WHAT THE TASK REQUIRES: Can you reproduce every one of the items below word for word, leaving the pictures out?

----- EXTRACTED DATA -----

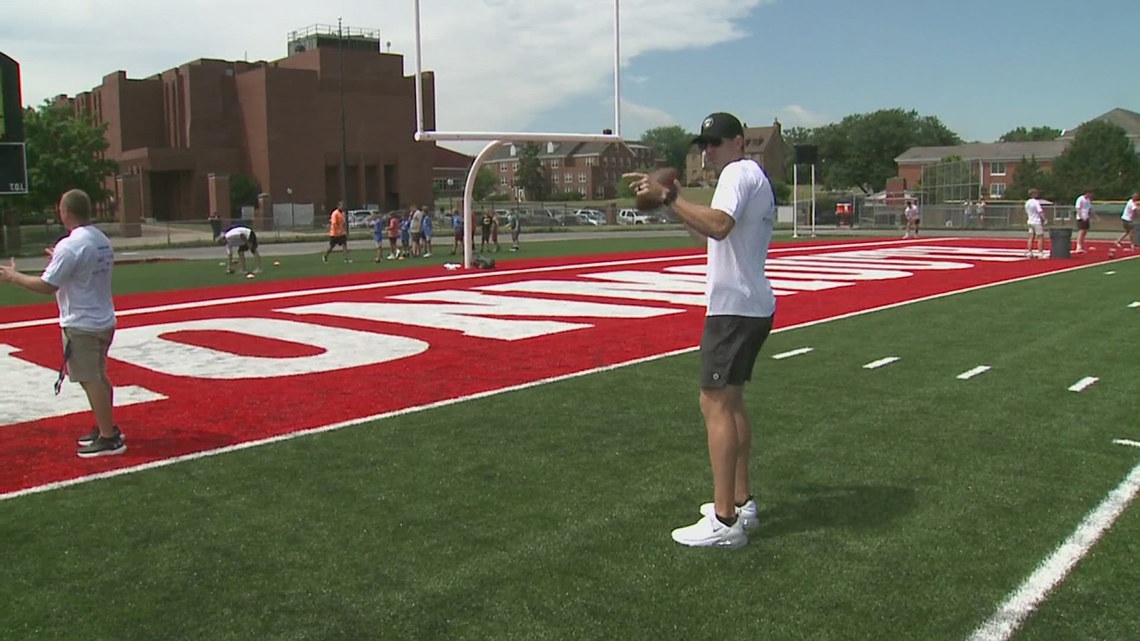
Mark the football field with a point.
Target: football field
(947, 447)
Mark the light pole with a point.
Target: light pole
(344, 154)
(292, 213)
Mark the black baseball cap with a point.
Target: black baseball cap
(719, 127)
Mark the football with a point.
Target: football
(665, 177)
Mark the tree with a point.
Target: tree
(1029, 175)
(64, 152)
(861, 149)
(670, 143)
(1037, 134)
(1101, 159)
(530, 177)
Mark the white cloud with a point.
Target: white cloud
(498, 63)
(795, 115)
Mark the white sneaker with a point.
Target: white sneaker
(749, 514)
(710, 533)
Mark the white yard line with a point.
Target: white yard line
(792, 353)
(1083, 383)
(970, 373)
(1023, 601)
(880, 363)
(208, 453)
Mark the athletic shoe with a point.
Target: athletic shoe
(749, 514)
(710, 533)
(89, 437)
(103, 446)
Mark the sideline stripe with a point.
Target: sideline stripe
(448, 277)
(790, 354)
(1083, 383)
(1022, 602)
(204, 454)
(880, 363)
(970, 373)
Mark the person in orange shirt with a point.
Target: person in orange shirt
(338, 233)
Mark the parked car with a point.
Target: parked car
(634, 217)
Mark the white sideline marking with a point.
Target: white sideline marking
(208, 453)
(1083, 383)
(1022, 602)
(792, 353)
(970, 373)
(444, 278)
(880, 363)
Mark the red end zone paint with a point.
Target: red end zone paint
(243, 364)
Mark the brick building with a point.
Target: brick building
(276, 122)
(591, 169)
(763, 144)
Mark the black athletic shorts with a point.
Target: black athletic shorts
(729, 348)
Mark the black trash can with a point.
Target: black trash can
(1060, 242)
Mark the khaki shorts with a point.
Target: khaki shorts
(88, 358)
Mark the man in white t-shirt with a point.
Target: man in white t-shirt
(1035, 218)
(1128, 220)
(239, 238)
(737, 228)
(79, 275)
(1084, 216)
(913, 219)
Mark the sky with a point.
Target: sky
(982, 66)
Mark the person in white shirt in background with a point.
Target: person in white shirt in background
(1035, 218)
(79, 275)
(1084, 217)
(1129, 220)
(913, 219)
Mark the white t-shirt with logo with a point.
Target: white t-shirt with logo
(80, 270)
(1034, 212)
(1083, 207)
(737, 284)
(237, 236)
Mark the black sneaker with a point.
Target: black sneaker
(103, 446)
(89, 437)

-----

RIGHT ANSWER:
Mark the football field with a point.
Target: football field
(947, 447)
Mark the light pole with a point.
Target: light pole
(344, 154)
(292, 213)
Mark the black baseball cap with a point.
Target: black baseball cap
(719, 127)
Mark the football with a point.
Target: football
(665, 177)
Mark the tree with a point.
Target: tree
(1029, 175)
(64, 152)
(861, 149)
(670, 143)
(1037, 134)
(1101, 159)
(530, 177)
Mark the white cloud with a point.
Target: white cloud
(498, 63)
(795, 115)
Mark the white sneaker with a point.
Target: white sneaker
(749, 514)
(710, 533)
Mark the white yard line with a point.
Target: white yard line
(792, 353)
(1083, 383)
(970, 373)
(1023, 601)
(880, 363)
(208, 453)
Mark the athletic shoe with a point.
Target: athletic shoe
(749, 514)
(710, 533)
(89, 437)
(103, 446)
Mark the sideline stripe with a point.
Target: sideline stripe
(448, 277)
(790, 354)
(1083, 383)
(1022, 602)
(204, 454)
(880, 363)
(970, 373)
Mark the person in orange shirt with a point.
Target: person in orange shirt
(338, 233)
Mark the parked car with a point.
Target: parked car
(634, 217)
Mark the white sideline marking with a point.
Target: white sideline marking
(208, 453)
(1083, 383)
(1022, 602)
(792, 353)
(970, 373)
(444, 278)
(880, 363)
Mark the red end zone paint with a point.
Target: red end zone paint
(243, 364)
Mark the brick building with a point.
Target: brick building
(276, 122)
(591, 169)
(763, 144)
Mark the black athletic shorts with a point.
Target: black athletic shorts
(729, 348)
Mark the black trash can with a point.
Target: black trash can
(1060, 242)
Mark the khaki shorts with a point.
Target: khaki shorts
(88, 358)
Mark the man in white t-shirt with a point.
Target: man in white t-shirt
(1035, 218)
(1128, 220)
(239, 238)
(737, 228)
(79, 275)
(1084, 216)
(913, 219)
Mark the sky with a point.
Target: sky
(982, 66)
Mark the person in white shirt in background with a point.
Target: person in white shirt in background
(1035, 218)
(79, 275)
(1084, 217)
(1129, 220)
(913, 219)
Mark the white t-shirt with logo with a point.
Target: white t-shirt with logo
(80, 270)
(1034, 212)
(1083, 207)
(737, 284)
(237, 236)
Mark the black sneaker with a point.
Target: black sneaker
(103, 446)
(89, 437)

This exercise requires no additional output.